_Selected passage_
I too have got some strange looks. Mostly I get comments from my family like "you know thats why her legs are bowed, right?" or "she is so attached to you" (like that is a bad thing... i finally said "oh, you think we have a good attachment? well thank you!" ...I didnt hear that one again).

Also as soon as we get into my MIL house, the first thing she says is "why dont you put her down!". She also says things like, "it looks so weird when people carry their kids that are 2 years old, their legs are so long and are just dangling there." I secrectly think she regrets not carrying her kids more.

Its funny, all the rude comments come from family and all the positive comments come from strangers.


----------



## mleawicks (Feb 4, 2012)

Quote:


> Originally Posted by *darbycrash*
> 
> Sometimes I think it's like some kind of defensive baggage other people have. I used to get that when people would find out I was a vegetarian. They'd have to tell me why they weren't. Now they have to tell me why they can't wear their babies or would never. Some days I just want to yell, " I DIDN'T ASK! I DON'T CARE!"

_Exercise tasks_
1) Copy the stretch of the forum thread about carrying children from "I too have got" through "that one again).".
2) In the forum thread about carrying children, where do the rude comments come from, and where do the positive ones come from?

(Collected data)

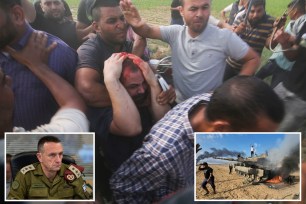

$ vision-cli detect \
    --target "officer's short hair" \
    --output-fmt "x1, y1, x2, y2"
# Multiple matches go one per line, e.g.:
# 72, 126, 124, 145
37, 135, 61, 152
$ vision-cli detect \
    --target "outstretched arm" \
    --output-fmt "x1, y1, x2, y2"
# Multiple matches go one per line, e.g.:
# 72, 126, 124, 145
103, 53, 142, 136
120, 0, 162, 40
6, 32, 86, 113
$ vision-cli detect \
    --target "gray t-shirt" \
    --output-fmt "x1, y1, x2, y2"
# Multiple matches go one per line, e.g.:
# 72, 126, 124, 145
160, 24, 249, 102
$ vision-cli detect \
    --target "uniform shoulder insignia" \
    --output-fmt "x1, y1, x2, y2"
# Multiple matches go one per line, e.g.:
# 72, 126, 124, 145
20, 164, 35, 174
64, 164, 84, 182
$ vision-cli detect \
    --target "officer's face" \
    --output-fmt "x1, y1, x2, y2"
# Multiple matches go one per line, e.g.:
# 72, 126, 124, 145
37, 142, 63, 173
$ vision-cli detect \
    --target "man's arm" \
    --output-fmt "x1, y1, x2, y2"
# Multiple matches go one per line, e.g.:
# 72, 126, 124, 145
273, 27, 299, 61
7, 172, 27, 200
110, 147, 167, 203
120, 0, 162, 40
75, 68, 111, 107
103, 53, 142, 136
239, 48, 260, 76
6, 32, 86, 113
21, 0, 36, 23
76, 21, 95, 41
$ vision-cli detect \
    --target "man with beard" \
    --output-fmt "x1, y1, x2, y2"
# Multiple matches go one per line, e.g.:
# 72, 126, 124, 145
8, 135, 91, 200
98, 53, 170, 172
75, 1, 175, 199
0, 0, 77, 130
120, 0, 259, 102
110, 76, 284, 204
31, 0, 80, 49
224, 0, 276, 80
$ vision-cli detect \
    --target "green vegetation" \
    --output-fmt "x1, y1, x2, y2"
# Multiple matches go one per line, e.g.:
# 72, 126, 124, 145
66, 0, 291, 64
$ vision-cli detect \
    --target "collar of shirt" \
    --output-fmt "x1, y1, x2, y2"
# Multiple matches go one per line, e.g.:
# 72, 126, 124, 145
12, 23, 34, 50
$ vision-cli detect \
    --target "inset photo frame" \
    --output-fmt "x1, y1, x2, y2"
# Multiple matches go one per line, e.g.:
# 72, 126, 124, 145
194, 132, 305, 201
4, 132, 95, 202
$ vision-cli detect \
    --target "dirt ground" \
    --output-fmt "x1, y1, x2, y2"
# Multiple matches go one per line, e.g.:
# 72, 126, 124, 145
195, 165, 300, 201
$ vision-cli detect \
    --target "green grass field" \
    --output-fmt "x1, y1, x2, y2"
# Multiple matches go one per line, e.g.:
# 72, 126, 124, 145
66, 0, 291, 64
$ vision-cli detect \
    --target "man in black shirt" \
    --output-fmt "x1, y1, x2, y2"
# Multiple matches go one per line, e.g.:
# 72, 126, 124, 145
199, 162, 216, 195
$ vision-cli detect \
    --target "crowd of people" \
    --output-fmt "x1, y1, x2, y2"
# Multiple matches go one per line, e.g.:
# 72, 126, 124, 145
0, 0, 306, 203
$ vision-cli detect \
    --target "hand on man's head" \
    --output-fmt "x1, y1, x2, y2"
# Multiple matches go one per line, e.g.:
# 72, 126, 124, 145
103, 53, 127, 81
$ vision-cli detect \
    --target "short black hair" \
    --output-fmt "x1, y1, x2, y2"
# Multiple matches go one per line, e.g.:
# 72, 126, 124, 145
288, 0, 305, 13
205, 76, 285, 131
37, 135, 61, 152
91, 0, 119, 22
0, 0, 21, 10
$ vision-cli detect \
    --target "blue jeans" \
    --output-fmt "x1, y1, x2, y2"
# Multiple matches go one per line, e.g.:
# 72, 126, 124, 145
274, 83, 306, 132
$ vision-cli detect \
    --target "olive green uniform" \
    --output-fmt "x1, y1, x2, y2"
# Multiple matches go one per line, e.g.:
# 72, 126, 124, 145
8, 163, 91, 200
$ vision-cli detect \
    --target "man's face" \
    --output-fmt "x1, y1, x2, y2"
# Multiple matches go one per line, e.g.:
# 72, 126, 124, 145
0, 8, 17, 50
122, 69, 149, 106
37, 142, 63, 173
248, 5, 266, 25
40, 0, 65, 21
181, 0, 211, 37
96, 6, 127, 45
0, 68, 14, 137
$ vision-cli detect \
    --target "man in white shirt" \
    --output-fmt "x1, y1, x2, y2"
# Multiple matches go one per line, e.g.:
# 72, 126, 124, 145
120, 0, 260, 102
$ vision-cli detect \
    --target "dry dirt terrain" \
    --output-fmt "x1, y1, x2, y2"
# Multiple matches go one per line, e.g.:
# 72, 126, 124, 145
195, 165, 300, 201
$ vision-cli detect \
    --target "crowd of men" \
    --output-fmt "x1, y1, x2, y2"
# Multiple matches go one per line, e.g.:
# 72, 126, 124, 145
0, 0, 306, 203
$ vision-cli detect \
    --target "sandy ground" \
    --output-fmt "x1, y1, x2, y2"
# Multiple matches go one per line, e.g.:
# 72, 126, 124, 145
195, 165, 300, 201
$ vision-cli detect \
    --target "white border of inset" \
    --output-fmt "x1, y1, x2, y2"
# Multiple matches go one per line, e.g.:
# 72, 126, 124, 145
193, 132, 306, 202
4, 132, 96, 202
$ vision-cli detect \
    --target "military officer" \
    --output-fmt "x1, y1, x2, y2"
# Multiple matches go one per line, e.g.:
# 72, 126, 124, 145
8, 136, 92, 200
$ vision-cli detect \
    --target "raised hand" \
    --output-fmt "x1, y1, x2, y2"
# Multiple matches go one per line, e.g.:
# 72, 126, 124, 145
5, 31, 57, 68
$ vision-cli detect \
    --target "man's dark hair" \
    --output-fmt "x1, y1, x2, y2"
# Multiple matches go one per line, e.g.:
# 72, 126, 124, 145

_Results of the tasks_
1)
I too have got some strange looks. Mostly I get comments from my family like "you know thats why her legs are bowed, right?" or "she is so attached to you" (like that is a bad thing... i finally said "oh, you think we have a good attachment? well thank you!" ...I didnt hear that one again).

2) The rude comments come from family, and the positive comments come from strangers.